§ Entries shown
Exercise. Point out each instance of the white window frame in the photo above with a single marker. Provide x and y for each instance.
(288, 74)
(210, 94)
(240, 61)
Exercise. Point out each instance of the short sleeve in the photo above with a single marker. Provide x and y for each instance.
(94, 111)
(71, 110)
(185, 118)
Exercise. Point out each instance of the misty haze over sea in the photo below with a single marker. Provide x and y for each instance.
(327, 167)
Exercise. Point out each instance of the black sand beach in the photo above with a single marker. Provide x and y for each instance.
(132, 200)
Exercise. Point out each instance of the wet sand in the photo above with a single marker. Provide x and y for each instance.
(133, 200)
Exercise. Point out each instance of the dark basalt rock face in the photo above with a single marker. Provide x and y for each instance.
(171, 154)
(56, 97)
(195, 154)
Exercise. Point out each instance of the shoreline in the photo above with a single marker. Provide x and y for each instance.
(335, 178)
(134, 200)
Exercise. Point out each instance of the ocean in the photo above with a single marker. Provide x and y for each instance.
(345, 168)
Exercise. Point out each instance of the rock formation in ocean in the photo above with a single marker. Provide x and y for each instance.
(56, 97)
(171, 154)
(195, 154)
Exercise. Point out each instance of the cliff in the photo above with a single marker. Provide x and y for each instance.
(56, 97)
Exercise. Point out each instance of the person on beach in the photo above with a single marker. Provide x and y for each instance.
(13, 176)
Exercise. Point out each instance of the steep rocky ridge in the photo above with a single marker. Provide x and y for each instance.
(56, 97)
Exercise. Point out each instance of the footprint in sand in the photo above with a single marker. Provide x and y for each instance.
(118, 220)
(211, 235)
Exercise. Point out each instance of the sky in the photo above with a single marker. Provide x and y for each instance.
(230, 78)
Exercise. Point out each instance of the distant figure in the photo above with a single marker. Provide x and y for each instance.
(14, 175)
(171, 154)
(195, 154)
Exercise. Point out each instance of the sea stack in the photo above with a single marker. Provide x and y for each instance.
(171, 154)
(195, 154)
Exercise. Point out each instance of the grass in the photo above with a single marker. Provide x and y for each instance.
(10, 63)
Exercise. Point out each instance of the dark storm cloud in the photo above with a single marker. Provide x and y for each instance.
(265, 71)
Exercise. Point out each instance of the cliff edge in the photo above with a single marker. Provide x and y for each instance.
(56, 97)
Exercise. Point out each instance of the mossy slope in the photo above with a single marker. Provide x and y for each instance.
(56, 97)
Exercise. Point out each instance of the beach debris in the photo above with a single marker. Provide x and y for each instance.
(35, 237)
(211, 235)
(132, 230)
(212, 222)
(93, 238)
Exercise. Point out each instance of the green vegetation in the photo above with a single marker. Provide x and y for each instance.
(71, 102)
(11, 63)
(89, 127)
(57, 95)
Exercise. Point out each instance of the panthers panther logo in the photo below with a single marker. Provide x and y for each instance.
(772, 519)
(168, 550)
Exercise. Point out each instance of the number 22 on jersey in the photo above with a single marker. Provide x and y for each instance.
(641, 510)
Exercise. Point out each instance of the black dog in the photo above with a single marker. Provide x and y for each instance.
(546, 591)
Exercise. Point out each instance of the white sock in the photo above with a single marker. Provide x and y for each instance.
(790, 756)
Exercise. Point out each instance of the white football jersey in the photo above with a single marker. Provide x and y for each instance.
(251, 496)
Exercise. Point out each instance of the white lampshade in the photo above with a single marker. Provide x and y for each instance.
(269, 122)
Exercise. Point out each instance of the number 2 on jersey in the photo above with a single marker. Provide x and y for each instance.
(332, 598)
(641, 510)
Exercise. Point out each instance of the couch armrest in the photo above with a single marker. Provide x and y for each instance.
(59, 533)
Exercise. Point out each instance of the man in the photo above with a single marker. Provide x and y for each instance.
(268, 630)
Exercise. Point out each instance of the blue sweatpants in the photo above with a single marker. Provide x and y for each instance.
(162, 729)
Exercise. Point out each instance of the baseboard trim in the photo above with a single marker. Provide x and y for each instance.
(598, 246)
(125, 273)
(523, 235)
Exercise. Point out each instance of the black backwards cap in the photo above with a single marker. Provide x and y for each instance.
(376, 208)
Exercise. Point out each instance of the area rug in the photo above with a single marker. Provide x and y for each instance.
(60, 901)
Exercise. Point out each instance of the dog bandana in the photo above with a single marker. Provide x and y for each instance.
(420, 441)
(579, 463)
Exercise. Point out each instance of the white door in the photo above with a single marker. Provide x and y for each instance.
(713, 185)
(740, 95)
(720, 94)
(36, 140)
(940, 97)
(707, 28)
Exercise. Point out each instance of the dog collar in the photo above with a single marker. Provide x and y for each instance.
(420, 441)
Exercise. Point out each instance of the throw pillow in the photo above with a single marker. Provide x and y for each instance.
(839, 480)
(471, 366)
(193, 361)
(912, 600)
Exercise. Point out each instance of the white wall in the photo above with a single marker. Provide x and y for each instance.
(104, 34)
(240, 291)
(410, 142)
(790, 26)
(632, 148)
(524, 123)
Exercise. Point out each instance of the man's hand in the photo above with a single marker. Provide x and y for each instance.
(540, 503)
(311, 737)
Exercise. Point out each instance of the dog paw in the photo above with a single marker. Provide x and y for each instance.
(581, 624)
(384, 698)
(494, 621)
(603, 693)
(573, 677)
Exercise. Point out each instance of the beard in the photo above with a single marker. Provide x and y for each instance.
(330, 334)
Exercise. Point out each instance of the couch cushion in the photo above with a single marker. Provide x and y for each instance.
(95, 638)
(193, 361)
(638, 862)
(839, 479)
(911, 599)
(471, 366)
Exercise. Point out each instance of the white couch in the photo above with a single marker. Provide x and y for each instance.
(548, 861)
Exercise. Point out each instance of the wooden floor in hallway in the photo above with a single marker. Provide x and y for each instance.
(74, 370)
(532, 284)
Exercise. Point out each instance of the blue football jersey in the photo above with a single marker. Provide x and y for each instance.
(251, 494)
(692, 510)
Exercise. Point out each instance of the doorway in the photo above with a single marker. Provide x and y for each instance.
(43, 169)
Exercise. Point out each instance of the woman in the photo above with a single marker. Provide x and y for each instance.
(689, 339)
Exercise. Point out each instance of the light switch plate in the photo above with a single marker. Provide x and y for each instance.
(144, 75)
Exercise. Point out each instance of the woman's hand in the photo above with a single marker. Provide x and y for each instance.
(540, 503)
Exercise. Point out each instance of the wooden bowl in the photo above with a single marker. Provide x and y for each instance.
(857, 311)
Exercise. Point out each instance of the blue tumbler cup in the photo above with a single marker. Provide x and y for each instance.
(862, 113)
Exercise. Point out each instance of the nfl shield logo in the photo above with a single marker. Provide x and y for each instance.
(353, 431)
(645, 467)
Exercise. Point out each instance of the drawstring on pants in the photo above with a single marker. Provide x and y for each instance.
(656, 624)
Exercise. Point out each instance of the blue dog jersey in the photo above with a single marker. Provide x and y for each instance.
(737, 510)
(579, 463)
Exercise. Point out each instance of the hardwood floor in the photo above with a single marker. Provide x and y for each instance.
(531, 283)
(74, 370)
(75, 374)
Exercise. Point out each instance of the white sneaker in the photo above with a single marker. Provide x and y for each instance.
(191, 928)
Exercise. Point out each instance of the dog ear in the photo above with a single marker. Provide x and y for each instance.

§ What this task involves
The entries must all be transcribed exactly.

§ Reply to the exercise
Exercise. Point out each instance of the white window frame in the photo above with a single marker. Provide x and y for each instance.
(288, 74)
(210, 94)
(240, 61)
Exercise. Point out each instance of the short sleeve in the photo above with a single marker. Provide x and y for each instance.
(94, 111)
(71, 110)
(185, 118)
Exercise. Point out each instance of the misty haze over sea in the photo below with a single marker. Provide x and y for each instance.
(327, 167)
Exercise. Point out each instance of the black sand beach in the photo above with a single marker. Provide x and y for each instance.
(132, 200)
Exercise. Point out each instance of the wet sand in the photo above with a single marker. Provide x and y for each instance.
(133, 200)
Exercise. Point out each instance of the dark basalt rock face in the photo above with a single marker. Provide x and y for each instance.
(171, 154)
(56, 97)
(195, 154)
Exercise. Point out each instance of the shoreline in the photo above with a single marker. Provide x and y for each instance.
(335, 178)
(134, 200)
Exercise. Point out each instance of the ocean in the photo above with a single marker. Provide x and y for each instance.
(345, 168)
Exercise. Point out each instance of the rock formation in ocean in the photo above with a single marker. Provide x and y for each instance.
(56, 97)
(171, 154)
(195, 154)
Exercise. Point out each instance of the cliff in the photo above with a single marker. Provide x and y for each instance.
(56, 97)
Exercise. Point out each instance of the person on beach in the photo above with a single marker. Provide x and y for each instance.
(13, 176)
Exercise. Point out each instance of the steep rocky ridge in the photo above with a single marker. Provide x and y for each instance.
(56, 97)
Exercise. Point out each instance of the footprint in sand in the photo above with a single marker. Provide x and y for each instance.
(118, 220)
(211, 235)
Exercise. Point out each instance of the sky in the photo above with a single marker. Provide x and y for each instance.
(230, 78)
Exercise. Point out each instance of the distant figure in the photo above with a single marker. Provide x and y for each instance.
(14, 175)
(171, 154)
(195, 154)
Exercise. Point out each instance of the sea stack in the photo above with a single marker. Provide x and y for each instance.
(171, 154)
(195, 154)
Exercise. Point out each instance of the grass in the photo above with a single marker. Provide x and y for each instance.
(10, 63)
Exercise. Point out each instance of the dark storm cloud in the photo above with a single marker. Provide x and y for each instance.
(265, 71)
Exercise. Point out each instance of the cliff edge in the photo above with a single marker. Provide x and y for each instance.
(56, 97)
Exercise. Point out each instance of the mossy slope in the photo above with a single marker. Provide x and y for each instance.
(56, 97)
Exercise. Point out each instance of the beach debris in the photo above with a single marker. Provide x and y for each instance.
(35, 237)
(211, 235)
(132, 230)
(212, 222)
(93, 238)
Exercise. Point out each instance of the green vegetation in the photo above with a single marker. Provide x and y for each instance.
(71, 102)
(11, 63)
(89, 127)
(57, 95)
Exercise. Point out each instance of the panthers panther logo in the photo below with a single marker. Provide x and y for each instance.
(772, 519)
(168, 550)
Exercise. Point out each instance of the number 22 on jersey in the photo above with a single marker. Provide x and y for each instance.
(641, 510)
Exercise. Point out each instance of the black dog in the photo above with a single marker. Provide x and y for each instance.
(546, 591)
Exercise. Point out each instance of the white sock in the photo above with a single marker. Provide x and y for each instance.
(790, 756)
Exercise. Point out each instance of the white football jersey in the photo above with a single marker. Provide x and y for each instance.
(251, 496)
Exercise. Point out each instance of the white lampshade in the photo above with a single marker. Provide x and y for each instance.
(269, 122)
Exercise. Point out each instance of the number 2 on jersey in the photo above with a single marker. Provide x and y for each instance.
(332, 598)
(641, 510)
Exercise. Point out each instance of the couch armrest in the photo above with a single marker. Provide x and y for each instance.
(59, 533)
Exercise. Point out each instance of the man in the photo above with a single marker. Provide x and y for each instance.
(268, 630)
Exercise. Point out each instance of the blue sweatpants in the photo above with a single marker. Provide x and y for each instance.
(162, 729)
Exercise. Point out each instance of the baseboard trim in the photo above with a single marker. Provide x and y for each instance.
(598, 246)
(125, 273)
(523, 235)
Exercise. Point out each instance of the black backwards cap in the photo above with a single marker. Provide x and y for each instance.
(376, 208)
Exercise. Point out each instance of the area rug in the photo above with a single marker. Provide x and y for each instance.
(60, 901)
Exercise. Point out each instance of the dog bandana in the photo above with a single marker. Provide x and y for each instance.
(420, 441)
(579, 463)
Exercise. Point out each instance of the white door in the photo above with a single marker. Provide x and y for each instance.
(713, 185)
(740, 95)
(720, 94)
(36, 140)
(940, 97)
(707, 28)
Exercise. Point out each instance of the dog collar in the photo above with a single marker. Provide x and y for each instance.
(420, 441)
Exercise. Point out each instance of the throw pillow in the photo above with a single marker. Provide x and y for each instance.
(839, 480)
(471, 366)
(193, 361)
(912, 600)
Exercise. Point out each instance of the white wall in the photo above with a single marker. Provide x and y for each instance.
(104, 34)
(240, 291)
(410, 142)
(790, 26)
(632, 148)
(524, 123)
Exercise. Point out each instance of the man's hand in the photo above with a single marker. Provide x and y for each instance.
(540, 503)
(311, 737)
Exercise. Point out each instance of the dog paw in the photo above with a single marker. Provide x and y for each instance.
(581, 624)
(384, 698)
(494, 621)
(603, 693)
(573, 677)
Exercise. Point out each instance of the beard in the photo above with a single marker. Provide x and y for each instance.
(330, 334)
Exercise. Point out each instance of the couch cushion in the photo above with a single marker. Provide x and y for each instance.
(95, 638)
(193, 361)
(638, 862)
(839, 479)
(911, 599)
(471, 366)
Exercise. Point out each instance of the white couch in the photo above with a single marker. Provide x and y for each instance.
(548, 861)
Exercise. Point out each instance of the wooden floor in hallway in the photo above with a single marker. Provide x and y for each instance.
(74, 370)
(532, 284)
Exercise. Point out each instance of the blue football jersey in the photo above with a single marker. Provide x and y for each instance.
(251, 494)
(692, 510)
Exercise. Point out each instance of the doorway in the photo above with a single marker. Provide x and y for each instance.
(43, 169)
Exercise. Point out each instance of the woman in the photo above with a single marker. Provide x and y for each instance.
(689, 339)
Exercise. Point out each instance of the light switch plate in the photo above with a single marker. Provide x and y for each instance.
(144, 75)
Exercise. Point out each instance of the woman's hand in the photo above with a single marker. Provide x and y for each instance.
(540, 503)
Exercise. Point out each instance of the wooden bowl in the photo above with a single marker. Provide x and y for each instance.
(857, 311)
Exercise. Point out each instance of the blue tumbler cup in the photo above with a single marker. Provide x and y for each instance.
(862, 113)
Exercise. Point out each instance of the nfl shield logo in the photo above with a single marker. Provide x and y for each instance.
(353, 431)
(645, 467)
Exercise. Point out each instance of the drawstring on pants in the photo above with a single marker. Provide x and y for each instance.
(656, 624)
Exercise. Point out each instance of the blue dog jersey in the photo above with a single marker. Provide x and y for each instance.
(737, 510)
(579, 463)
Exercise. Point out each instance of the hardwood floor in the photo above with a single marker. Provide x and y for each instance.
(531, 283)
(74, 370)
(75, 374)
Exercise. Point out each instance of the white sneaker in the photo above with a single marker. Provide x and y for each instance.
(191, 928)
Exercise. Point out each instance of the dog ear in the photo above with a single marker. Provide x and y for each instance.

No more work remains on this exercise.